§ CONSEGNA SCRITTA
Rispondi alle domande sul brano riportato sotto, numerando le risposte allo stesso modo.
1. Con quali ragazzi si è svolto l'incontro di mercoledì?
2. A quale viaggio il Prof. Aparo paragona l'ascesa nel mondo della criminalità e l'ingresso in carcere?
3. Che età avevano i ragazzini travolti dalla dimensione criminale?

§ BRANO
====================

Storie in divenire

L’incontro di mercoledì con i ragazzi del Liceo Artistico di Brera è stato  emozionante e coinvolgente. Non ho mai partecipato prima a un incontro simile, con ragazzi così giovani in una scuola, ma devo ammettere che col senno di poi avrei pagato oro per fare un’esperienza del genere nei miei anni di liceo.

La mattinata è partita con l’introduzione dal Prof. Aparo, che ha preparato i ragazzi con una metafora sul percorso di una persona a partire da quando è entrata nel mondo della criminalità – e successivamente nel carcere – e quando invece ne è uscita. Ha paragonato questo percorso a un viaggio di andata verso il pianeta Marte, che rappresenta l’ascesa nel mondo della criminalità e successivamente l’ingresso in carcere, e un viaggio di ritorno sul pianeta Terra, che rappresenta invece il percorso personale di un detenuto per essere pronto alla vita del cittadino fuori dal carcere.

La parte interessante è stata sentire i vissuti dei nostri amici, che hanno raccontato i loro viaggi di andata e di ritorno con un’emozione che ogni volta mi disarma. Quello che è emerso per quanto riguarda il viaggio di andata, di cosa e di chi li ha portati a prendere quella determinata strada, è che purtroppo a volte capita di nascere e crescere in situazioni di violenza, di devianza, di gara al potere e a chi è più forte, di rabbia e di sopravvivenza. Tutto questo ha portato ad abbracciare la dimensione criminale, travolgendo e stravolgendo ragazzini di soli 13, 14 anni che si son ritrovati a doversi conformare a questa vita per sopravvivere, ma anche per trarne vantaggio, perché insomma, agli occhi di questi ragazzini così giovani, inesperti, insicuri, spaventati e deviati, tutto quello che questo tipo di vita promette è decisamente allettante.

====================

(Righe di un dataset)
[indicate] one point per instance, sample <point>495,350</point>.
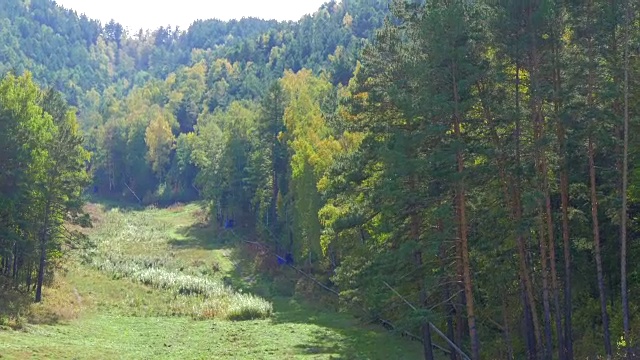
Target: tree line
<point>41,183</point>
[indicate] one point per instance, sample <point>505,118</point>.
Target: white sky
<point>151,14</point>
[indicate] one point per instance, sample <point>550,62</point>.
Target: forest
<point>465,166</point>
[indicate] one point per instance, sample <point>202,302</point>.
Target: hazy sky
<point>151,14</point>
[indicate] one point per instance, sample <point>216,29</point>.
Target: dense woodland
<point>477,160</point>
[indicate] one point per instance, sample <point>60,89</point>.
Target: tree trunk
<point>596,243</point>
<point>462,223</point>
<point>564,194</point>
<point>529,311</point>
<point>548,348</point>
<point>43,253</point>
<point>507,333</point>
<point>625,180</point>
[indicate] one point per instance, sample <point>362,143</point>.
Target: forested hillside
<point>466,166</point>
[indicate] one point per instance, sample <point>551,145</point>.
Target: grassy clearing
<point>161,299</point>
<point>140,246</point>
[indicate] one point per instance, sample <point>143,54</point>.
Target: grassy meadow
<point>161,283</point>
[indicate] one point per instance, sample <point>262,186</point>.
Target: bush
<point>218,300</point>
<point>249,307</point>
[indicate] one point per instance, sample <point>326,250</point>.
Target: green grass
<point>99,313</point>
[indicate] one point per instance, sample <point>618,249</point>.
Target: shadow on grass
<point>16,309</point>
<point>199,236</point>
<point>341,335</point>
<point>338,335</point>
<point>14,305</point>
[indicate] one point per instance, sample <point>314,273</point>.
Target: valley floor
<point>95,312</point>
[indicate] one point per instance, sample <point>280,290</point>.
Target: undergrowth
<point>197,295</point>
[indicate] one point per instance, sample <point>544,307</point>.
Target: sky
<point>151,14</point>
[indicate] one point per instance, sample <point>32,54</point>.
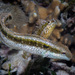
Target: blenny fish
<point>32,43</point>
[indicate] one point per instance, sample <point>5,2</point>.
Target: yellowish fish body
<point>33,44</point>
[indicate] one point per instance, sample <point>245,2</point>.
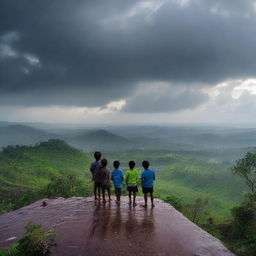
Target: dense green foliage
<point>201,188</point>
<point>35,242</point>
<point>190,179</point>
<point>48,169</point>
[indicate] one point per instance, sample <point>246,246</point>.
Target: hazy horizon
<point>129,62</point>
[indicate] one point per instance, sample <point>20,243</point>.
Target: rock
<point>86,227</point>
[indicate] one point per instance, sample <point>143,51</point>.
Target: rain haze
<point>164,61</point>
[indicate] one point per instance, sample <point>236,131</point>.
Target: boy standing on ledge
<point>147,180</point>
<point>117,178</point>
<point>131,180</point>
<point>94,168</point>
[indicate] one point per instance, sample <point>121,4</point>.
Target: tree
<point>246,168</point>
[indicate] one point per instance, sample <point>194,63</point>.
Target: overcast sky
<point>112,61</point>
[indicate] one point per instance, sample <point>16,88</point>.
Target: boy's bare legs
<point>134,198</point>
<point>118,194</point>
<point>95,191</point>
<point>146,200</point>
<point>152,199</point>
<point>98,188</point>
<point>103,195</point>
<point>130,197</point>
<point>109,194</point>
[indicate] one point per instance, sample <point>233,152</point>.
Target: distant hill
<point>99,140</point>
<point>22,135</point>
<point>2,123</point>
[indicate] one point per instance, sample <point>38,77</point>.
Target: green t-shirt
<point>132,177</point>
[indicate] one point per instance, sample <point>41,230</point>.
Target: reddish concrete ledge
<point>86,227</point>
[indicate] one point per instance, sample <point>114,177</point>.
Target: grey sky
<point>155,56</point>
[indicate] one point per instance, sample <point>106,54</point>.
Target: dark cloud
<point>149,101</point>
<point>91,52</point>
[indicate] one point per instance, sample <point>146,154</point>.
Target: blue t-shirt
<point>117,177</point>
<point>147,178</point>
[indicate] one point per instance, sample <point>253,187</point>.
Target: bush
<point>35,242</point>
<point>175,202</point>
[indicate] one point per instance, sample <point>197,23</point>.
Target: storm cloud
<point>89,53</point>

====================

§ CONSEGNA SVOLTA
1. Con i ragazzi del Liceo Artistico di Brera.
2. A un viaggio di andata verso il pianeta Marte.
3. Soli 13, 14 anni.